▶ [A run of records]:

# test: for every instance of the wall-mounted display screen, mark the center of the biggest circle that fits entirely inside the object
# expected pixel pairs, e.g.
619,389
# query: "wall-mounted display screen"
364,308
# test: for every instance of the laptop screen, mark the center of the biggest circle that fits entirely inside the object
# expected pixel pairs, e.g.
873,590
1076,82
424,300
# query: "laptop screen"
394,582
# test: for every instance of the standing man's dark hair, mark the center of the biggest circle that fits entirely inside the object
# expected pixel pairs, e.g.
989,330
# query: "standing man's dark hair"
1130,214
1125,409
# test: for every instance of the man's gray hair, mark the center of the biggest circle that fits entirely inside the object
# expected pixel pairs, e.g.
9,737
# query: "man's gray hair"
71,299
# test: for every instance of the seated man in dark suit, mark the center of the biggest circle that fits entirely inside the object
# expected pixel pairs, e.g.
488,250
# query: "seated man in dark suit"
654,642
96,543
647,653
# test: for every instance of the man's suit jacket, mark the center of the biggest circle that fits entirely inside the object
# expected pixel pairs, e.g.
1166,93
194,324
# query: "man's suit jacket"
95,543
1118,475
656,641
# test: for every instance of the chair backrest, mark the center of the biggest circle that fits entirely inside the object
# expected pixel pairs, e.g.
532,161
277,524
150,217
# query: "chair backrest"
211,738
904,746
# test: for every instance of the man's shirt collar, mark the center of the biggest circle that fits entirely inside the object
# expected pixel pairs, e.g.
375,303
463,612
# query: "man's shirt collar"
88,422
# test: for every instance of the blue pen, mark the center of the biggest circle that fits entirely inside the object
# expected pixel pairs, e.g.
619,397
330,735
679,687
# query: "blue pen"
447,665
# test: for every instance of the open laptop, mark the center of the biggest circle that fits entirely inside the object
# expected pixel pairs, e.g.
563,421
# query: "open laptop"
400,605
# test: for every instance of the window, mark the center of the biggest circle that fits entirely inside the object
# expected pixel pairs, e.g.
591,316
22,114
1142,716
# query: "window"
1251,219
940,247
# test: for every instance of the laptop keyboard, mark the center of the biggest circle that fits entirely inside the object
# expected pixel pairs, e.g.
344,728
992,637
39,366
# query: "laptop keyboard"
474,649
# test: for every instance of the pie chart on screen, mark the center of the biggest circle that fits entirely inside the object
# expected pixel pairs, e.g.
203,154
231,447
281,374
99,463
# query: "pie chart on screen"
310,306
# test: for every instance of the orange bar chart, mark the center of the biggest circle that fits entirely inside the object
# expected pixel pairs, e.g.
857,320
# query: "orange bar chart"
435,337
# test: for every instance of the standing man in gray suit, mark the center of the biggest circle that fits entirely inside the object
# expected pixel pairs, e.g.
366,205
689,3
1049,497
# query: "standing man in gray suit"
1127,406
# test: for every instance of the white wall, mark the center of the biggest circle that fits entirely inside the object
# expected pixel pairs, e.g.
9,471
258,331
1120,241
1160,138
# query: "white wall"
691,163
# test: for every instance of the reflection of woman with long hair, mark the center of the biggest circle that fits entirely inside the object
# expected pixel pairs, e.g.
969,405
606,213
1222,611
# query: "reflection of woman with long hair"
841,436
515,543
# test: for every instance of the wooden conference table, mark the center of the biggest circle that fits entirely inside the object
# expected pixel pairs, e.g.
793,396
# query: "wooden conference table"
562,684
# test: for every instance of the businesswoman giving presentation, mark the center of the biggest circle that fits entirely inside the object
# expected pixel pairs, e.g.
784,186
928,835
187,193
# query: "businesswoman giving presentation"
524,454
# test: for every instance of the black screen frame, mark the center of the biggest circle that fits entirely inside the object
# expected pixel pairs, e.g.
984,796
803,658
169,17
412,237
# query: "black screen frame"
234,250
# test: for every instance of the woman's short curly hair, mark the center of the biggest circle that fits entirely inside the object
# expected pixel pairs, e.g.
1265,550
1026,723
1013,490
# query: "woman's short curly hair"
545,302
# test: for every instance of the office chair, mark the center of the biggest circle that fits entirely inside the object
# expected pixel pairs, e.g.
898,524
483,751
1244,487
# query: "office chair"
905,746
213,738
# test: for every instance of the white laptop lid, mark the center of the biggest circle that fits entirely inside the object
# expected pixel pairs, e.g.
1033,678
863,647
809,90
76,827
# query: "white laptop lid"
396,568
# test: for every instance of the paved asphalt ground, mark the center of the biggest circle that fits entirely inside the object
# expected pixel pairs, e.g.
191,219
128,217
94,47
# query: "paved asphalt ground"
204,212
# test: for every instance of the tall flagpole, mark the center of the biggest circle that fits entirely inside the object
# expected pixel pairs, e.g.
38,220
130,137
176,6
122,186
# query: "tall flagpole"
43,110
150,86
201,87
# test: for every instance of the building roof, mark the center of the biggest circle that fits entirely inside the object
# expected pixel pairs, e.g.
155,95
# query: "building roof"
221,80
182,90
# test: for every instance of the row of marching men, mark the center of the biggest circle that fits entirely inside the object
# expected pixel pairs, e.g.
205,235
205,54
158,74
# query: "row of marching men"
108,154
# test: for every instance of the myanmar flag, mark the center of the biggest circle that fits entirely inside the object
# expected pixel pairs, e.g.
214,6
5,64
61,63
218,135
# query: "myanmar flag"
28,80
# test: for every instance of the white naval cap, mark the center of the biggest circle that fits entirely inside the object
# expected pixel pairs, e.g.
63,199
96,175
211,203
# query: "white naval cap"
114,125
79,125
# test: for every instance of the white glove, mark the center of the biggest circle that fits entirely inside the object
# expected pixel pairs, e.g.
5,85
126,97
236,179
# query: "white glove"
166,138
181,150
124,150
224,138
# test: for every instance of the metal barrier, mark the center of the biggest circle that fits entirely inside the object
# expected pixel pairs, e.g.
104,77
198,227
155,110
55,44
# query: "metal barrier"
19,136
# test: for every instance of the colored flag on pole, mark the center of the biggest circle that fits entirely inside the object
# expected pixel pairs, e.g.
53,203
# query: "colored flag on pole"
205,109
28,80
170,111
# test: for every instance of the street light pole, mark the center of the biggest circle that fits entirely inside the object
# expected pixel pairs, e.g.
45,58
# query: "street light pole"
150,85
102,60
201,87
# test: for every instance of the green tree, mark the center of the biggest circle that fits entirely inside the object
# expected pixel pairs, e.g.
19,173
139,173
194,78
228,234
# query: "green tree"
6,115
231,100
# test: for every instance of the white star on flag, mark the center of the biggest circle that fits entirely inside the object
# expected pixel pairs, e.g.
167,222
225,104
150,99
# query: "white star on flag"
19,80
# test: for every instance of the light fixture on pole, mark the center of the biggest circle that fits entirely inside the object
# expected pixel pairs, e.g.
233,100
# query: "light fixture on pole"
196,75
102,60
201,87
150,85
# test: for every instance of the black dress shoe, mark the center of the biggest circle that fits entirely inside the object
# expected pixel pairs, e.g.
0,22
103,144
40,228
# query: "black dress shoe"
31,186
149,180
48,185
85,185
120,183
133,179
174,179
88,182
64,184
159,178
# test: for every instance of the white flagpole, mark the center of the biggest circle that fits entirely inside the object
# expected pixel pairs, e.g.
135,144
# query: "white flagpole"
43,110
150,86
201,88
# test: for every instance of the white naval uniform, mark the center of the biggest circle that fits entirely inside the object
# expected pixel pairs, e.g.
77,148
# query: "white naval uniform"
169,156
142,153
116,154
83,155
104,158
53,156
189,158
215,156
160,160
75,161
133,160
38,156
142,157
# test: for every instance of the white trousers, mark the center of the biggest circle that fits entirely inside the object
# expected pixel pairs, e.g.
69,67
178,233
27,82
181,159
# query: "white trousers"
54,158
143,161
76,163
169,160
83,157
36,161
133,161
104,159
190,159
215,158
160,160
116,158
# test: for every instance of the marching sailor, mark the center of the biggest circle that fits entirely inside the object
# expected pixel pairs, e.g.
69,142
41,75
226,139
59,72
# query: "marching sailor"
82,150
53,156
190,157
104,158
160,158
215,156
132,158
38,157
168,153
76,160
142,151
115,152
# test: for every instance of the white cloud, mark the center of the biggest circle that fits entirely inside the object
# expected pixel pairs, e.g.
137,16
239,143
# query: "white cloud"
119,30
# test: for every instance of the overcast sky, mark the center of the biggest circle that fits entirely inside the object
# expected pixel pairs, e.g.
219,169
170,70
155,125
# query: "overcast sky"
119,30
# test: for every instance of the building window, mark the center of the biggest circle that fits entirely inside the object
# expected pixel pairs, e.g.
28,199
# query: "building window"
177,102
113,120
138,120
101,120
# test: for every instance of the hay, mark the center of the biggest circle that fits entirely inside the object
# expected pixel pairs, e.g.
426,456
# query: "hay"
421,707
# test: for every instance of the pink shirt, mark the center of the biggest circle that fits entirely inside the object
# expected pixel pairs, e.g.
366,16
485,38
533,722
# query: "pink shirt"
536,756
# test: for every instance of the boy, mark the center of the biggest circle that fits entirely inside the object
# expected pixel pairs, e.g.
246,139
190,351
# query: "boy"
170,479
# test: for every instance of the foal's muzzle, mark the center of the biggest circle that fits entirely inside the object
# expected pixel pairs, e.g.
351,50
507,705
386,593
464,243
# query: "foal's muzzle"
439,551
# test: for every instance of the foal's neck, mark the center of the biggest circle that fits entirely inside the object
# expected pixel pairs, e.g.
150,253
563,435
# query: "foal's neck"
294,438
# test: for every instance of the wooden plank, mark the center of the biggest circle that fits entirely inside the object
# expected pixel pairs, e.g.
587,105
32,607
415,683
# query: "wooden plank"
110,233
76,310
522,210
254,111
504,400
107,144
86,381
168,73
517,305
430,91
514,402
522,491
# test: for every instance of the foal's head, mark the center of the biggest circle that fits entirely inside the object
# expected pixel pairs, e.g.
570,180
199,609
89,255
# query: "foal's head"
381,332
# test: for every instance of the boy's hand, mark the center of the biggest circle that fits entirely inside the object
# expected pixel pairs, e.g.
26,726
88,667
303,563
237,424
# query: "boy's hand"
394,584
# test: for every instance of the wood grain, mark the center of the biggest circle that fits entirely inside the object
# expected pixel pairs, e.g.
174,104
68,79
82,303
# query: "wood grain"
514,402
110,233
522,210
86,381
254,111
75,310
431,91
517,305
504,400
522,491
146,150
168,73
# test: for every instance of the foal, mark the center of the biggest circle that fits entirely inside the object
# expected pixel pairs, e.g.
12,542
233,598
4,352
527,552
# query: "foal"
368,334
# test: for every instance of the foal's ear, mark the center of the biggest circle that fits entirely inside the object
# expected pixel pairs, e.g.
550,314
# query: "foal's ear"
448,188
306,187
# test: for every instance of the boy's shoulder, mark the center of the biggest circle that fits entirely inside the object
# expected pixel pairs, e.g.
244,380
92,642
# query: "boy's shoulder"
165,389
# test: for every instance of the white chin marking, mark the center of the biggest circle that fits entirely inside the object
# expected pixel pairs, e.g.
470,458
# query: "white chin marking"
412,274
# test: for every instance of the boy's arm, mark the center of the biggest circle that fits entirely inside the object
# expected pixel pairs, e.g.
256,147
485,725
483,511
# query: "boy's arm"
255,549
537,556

▶ [GIVEN EXERCISE]:
Reproduce the stretch of material from the line containing "# test: for every instance of the boy's arm, mark" through the end of the material, substituting "boy's forearm" for "boy's arm" and leaving everything else unchanged.

▶ [EXERCISE RESPONSE]:
# test: for every instance of the boy's forearm, mark the center of the biggest circle that fits entirely inside the object
# expected pixel pairs, e.g.
256,147
485,725
483,511
# query: "boy's forearm"
255,549
537,556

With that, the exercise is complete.